__EXCERPT TO READ__
* * * * * * * * *
I kept telling myself this was just an experiment to get us all to stop missing out in the real world, since I quickly realized there was no place else I wanted to be online, but I'm really, really glad to see this place back. Thank you so much for all that you do for this place.


----------



## bigsexy920 (Oct 19, 2007)

Thank you !!! :bow::bow:


----------



## Mathias (Oct 19, 2007)

Thank you so much!!!


----------



## CAMellie (Oct 19, 2007)

I would like to add my thanks to those that have already been expressed. Your hard work and dedication is VERY much appreciated. Thank you, sir!!


----------



## GoddessPatty (Oct 19, 2007)

Conrad, thanks for all that you do! WE all realize how much we need, want and depend on dimensions in our everyday lives. Its ALL because of what you have created here for us. Again, a BIG thank you to you!!!
Now where can I find a link to make a donation???

Goddess Patty


----------



## HottiMegan (Oct 19, 2007)

I never realized how much time i actually spend here until it was gone. Thank you for working tirelessly to bring back my favorite place to waste many ah hours online


----------



## fatcharlie (Oct 19, 2007)

Thank you very much:bow::bow::bow:. 
I say like Megan abowe I did know how much time I spend on this board until it was gone 
Charlie


----------



## The Orange Mage (Oct 19, 2007)

Nice too see the place back...I always feared the only thing that could take down Dimensions was a massive hardware failure.

Oddly, another website I visit often had the same thing happen around the exact same time...


----------



## mimosa (Oct 19, 2007)

FROM THE BOTTOM OF MY HEART, THANK YOU VERY MUCH ,Conrad. This place means a lot to me. :wubu:


----------



## IwannabeVERYfat (Oct 19, 2007)

thank you for all your hard work Conrad!!
this site rocks!


----------



## candygodiva (Oct 19, 2007)

Dimensions is the best, and so are you Conrad hunny.:wubu:
I offer you much respect as a Webmaster, for all your dedication and hard work. :bow:
Thank you so much for pulling out all the stops, and getting this place back up and running.
It really is a special and comfortable place for this fat girl.
Love and CandyKisses
:kiss2::kiss2::kiss2:


----------



## Surlysomething (Oct 19, 2007)
* * * * * * * * *
__TASK PROMPT__
Repeat everything in the forum thread from "## HottiMegan (Oct" down to "you very much:bow::bow::bow:.". Rely only on the forum thread above.
* * * * * * * * *
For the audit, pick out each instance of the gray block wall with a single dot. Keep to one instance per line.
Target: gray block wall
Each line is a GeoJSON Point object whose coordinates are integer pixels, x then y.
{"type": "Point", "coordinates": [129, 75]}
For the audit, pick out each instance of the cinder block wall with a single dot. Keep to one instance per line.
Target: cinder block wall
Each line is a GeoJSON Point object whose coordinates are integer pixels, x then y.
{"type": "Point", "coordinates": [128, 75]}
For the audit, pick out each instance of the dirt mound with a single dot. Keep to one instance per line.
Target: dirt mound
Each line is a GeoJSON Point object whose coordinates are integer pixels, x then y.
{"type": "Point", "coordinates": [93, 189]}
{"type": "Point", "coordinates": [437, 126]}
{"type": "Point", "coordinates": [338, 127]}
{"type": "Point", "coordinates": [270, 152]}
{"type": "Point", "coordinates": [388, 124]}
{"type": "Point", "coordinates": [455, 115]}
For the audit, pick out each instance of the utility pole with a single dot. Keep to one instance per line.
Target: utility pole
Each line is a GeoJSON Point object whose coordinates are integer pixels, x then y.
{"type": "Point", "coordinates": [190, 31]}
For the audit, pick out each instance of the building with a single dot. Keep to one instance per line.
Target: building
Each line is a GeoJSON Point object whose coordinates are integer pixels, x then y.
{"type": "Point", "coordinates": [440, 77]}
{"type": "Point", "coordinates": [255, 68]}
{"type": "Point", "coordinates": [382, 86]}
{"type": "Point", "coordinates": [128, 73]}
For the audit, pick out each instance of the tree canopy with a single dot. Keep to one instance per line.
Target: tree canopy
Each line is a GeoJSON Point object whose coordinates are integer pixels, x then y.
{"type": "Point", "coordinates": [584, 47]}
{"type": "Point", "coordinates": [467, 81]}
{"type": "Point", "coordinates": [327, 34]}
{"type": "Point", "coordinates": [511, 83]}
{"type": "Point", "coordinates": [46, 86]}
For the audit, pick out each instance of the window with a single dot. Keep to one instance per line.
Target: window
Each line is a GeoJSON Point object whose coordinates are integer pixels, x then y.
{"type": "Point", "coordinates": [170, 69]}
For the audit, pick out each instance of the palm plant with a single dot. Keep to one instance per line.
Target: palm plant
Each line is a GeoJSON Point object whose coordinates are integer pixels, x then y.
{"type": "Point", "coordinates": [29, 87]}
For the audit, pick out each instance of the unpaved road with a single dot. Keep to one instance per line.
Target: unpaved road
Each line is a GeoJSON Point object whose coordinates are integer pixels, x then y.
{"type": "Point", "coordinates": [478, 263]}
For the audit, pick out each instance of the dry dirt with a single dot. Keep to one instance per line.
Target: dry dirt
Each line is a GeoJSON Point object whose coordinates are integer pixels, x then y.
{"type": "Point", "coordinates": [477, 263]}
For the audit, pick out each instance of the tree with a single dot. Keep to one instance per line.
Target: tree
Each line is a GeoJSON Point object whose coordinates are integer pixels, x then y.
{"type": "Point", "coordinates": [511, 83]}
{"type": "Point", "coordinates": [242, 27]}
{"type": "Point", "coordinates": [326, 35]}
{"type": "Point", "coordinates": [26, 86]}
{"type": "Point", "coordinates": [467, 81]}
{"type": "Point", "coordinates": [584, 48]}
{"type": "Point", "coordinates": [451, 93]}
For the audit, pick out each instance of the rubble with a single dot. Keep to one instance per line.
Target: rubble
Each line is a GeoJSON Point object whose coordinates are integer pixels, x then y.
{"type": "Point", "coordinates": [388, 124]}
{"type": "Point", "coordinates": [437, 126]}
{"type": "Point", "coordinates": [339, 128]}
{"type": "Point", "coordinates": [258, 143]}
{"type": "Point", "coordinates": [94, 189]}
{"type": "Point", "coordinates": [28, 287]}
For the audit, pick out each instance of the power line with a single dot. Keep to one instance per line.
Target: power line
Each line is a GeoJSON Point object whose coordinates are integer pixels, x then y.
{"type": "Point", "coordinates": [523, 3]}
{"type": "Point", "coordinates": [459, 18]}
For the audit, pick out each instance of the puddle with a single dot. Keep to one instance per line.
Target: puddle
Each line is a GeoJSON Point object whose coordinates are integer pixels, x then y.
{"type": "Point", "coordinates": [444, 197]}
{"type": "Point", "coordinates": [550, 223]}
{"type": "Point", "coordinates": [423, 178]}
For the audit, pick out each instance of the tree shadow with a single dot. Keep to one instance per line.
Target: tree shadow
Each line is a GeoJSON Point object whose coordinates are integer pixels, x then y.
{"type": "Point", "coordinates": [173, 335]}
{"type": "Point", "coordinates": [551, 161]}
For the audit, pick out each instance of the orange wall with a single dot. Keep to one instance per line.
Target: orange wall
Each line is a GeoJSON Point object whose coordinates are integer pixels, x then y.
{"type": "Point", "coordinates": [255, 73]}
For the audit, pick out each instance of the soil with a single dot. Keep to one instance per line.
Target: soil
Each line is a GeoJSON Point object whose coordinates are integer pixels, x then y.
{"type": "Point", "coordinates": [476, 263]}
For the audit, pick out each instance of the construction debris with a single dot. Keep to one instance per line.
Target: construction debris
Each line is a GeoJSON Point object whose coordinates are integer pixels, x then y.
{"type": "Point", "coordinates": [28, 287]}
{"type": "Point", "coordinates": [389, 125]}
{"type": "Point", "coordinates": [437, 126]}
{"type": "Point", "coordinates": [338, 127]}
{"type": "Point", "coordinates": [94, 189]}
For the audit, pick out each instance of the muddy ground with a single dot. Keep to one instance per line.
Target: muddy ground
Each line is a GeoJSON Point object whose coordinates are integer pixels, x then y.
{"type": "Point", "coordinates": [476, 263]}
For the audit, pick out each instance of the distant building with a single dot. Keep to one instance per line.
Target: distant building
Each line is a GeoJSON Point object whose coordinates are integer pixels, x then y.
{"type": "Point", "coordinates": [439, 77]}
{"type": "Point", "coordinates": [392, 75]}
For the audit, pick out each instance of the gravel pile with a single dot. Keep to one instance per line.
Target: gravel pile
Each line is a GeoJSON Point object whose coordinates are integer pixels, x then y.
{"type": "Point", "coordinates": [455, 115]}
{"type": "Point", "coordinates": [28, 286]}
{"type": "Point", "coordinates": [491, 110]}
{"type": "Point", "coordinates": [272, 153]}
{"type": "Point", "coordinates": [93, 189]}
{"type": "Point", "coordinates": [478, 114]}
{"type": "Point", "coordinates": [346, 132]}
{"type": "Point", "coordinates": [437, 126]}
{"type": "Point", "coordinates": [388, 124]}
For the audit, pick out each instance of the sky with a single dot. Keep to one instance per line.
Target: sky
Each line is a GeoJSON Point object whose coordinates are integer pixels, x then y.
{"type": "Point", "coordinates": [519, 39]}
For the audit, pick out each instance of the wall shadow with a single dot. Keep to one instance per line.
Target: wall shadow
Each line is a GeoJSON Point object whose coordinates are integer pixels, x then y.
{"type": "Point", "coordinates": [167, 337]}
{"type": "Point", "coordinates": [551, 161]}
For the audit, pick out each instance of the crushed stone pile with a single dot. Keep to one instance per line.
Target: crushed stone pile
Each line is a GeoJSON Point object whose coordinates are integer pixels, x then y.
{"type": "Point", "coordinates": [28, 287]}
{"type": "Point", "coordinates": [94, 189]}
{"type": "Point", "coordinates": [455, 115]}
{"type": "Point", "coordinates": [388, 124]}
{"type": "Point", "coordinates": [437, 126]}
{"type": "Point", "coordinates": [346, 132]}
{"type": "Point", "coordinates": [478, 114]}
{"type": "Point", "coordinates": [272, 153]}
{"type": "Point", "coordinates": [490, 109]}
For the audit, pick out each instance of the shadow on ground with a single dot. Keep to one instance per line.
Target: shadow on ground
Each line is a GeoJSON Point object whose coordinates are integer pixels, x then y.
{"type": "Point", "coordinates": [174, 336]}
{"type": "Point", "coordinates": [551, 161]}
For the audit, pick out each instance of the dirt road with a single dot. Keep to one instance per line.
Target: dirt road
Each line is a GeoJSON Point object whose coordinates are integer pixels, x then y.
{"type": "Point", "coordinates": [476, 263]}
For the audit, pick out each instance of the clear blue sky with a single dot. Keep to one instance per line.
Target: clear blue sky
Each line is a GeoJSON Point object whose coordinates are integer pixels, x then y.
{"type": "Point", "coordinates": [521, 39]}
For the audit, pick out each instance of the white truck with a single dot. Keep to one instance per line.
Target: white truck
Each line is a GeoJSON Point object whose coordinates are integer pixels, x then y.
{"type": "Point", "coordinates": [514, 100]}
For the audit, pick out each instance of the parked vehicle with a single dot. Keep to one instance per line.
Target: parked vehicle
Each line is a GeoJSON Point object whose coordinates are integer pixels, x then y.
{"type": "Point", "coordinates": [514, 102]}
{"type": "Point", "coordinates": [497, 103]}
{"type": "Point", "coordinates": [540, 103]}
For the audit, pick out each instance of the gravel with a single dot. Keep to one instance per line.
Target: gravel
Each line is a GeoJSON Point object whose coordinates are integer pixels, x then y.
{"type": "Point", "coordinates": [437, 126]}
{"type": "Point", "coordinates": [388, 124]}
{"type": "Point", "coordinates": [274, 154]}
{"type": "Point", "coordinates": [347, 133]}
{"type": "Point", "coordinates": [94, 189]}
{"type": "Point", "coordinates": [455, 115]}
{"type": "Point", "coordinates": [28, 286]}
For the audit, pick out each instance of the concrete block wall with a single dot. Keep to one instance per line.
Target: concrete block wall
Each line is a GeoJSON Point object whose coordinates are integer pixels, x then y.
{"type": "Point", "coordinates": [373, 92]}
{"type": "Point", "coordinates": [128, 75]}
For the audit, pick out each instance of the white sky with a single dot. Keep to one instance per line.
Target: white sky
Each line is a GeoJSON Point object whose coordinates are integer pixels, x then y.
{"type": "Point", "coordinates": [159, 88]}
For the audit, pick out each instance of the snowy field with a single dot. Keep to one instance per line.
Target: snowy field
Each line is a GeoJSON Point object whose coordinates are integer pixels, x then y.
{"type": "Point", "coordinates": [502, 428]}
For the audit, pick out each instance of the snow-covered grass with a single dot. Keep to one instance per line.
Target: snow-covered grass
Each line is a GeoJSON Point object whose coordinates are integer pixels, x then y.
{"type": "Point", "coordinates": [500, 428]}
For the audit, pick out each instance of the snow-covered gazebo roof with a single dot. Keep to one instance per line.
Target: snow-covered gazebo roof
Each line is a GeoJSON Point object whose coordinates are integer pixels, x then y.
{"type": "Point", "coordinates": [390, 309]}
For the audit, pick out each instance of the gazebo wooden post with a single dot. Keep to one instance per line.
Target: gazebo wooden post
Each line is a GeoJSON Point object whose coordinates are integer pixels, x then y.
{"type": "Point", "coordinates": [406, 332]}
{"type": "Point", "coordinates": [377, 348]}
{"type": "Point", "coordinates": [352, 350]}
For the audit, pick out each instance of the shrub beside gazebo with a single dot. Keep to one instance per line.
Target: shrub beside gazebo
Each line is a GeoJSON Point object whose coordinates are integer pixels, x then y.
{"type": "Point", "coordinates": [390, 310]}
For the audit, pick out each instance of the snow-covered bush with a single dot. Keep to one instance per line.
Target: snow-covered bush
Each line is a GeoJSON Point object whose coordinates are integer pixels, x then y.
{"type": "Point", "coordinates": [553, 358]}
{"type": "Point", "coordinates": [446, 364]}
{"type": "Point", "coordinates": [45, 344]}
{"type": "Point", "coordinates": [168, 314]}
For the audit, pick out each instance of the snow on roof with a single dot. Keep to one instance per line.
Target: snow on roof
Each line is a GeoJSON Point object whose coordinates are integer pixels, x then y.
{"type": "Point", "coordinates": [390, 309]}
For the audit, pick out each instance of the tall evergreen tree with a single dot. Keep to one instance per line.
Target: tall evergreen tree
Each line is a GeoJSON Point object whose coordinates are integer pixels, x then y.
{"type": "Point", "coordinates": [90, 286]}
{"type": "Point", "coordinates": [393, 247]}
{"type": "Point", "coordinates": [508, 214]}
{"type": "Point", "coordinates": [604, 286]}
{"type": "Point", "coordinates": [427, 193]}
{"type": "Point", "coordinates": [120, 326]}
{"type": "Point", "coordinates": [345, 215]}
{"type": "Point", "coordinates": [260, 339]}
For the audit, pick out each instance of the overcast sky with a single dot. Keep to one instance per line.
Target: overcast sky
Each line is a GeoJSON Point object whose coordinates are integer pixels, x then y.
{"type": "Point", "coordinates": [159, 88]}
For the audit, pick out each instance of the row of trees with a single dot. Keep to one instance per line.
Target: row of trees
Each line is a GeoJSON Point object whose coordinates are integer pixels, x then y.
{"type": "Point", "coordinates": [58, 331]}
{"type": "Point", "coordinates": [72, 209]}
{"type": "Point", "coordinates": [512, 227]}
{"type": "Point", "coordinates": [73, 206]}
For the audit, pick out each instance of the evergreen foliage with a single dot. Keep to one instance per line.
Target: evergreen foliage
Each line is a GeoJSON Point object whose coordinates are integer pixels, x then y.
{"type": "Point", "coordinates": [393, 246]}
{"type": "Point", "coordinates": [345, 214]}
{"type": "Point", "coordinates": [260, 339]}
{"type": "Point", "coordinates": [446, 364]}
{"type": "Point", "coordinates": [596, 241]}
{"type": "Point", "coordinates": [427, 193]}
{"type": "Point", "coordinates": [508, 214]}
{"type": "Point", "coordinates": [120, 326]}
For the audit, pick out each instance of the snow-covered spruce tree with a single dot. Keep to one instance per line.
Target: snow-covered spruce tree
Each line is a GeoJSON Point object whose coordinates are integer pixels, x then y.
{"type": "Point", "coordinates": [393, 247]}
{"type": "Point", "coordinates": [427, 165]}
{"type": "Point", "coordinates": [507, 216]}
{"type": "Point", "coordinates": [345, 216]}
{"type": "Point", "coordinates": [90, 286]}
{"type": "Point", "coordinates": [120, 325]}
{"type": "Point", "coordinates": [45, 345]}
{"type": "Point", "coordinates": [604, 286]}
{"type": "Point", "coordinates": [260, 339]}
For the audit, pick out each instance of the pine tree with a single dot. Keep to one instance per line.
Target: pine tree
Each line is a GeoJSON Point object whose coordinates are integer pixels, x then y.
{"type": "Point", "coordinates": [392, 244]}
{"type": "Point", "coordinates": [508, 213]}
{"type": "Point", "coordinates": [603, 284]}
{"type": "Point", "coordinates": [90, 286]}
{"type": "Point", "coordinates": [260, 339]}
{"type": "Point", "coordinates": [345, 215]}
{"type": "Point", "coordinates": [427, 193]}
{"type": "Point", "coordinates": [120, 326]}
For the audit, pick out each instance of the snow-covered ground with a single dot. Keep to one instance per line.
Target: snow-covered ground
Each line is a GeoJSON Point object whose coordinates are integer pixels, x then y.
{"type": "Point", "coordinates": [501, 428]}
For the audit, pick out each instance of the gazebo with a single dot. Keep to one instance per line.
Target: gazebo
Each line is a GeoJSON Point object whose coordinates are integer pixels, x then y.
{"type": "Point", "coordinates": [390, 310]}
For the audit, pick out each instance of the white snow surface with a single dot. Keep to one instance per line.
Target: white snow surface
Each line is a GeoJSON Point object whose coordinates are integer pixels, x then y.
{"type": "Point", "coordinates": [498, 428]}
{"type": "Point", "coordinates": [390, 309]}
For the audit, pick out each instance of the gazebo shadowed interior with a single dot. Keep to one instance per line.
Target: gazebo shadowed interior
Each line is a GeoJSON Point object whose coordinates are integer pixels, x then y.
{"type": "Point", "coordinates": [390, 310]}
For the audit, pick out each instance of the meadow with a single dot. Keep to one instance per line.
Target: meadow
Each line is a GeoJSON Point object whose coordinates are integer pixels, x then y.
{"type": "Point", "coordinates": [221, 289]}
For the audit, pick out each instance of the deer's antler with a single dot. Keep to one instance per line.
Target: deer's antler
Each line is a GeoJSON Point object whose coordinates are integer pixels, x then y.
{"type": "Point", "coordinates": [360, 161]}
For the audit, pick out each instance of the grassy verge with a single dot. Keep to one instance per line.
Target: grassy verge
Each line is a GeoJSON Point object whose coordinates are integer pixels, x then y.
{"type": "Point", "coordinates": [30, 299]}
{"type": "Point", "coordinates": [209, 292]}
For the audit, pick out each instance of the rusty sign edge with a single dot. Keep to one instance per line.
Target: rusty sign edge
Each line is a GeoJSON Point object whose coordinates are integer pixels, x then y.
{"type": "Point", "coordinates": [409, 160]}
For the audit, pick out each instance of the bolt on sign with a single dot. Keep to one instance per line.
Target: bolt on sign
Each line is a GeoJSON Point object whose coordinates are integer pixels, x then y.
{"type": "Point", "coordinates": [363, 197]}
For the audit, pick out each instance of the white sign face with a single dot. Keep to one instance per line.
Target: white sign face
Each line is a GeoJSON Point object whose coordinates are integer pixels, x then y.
* * * * * * * * *
__RESPONSE TO THIS EXERCISE__
## HottiMegan (Oct 19, 2007)

I never realized how much time i actually spend here until it was gone. Thank you for working tirelessly to bring back my favorite place to waste many ah hours online


----------



## fatcharlie (Oct 19, 2007)

Thank you very much:bow::bow::bow:.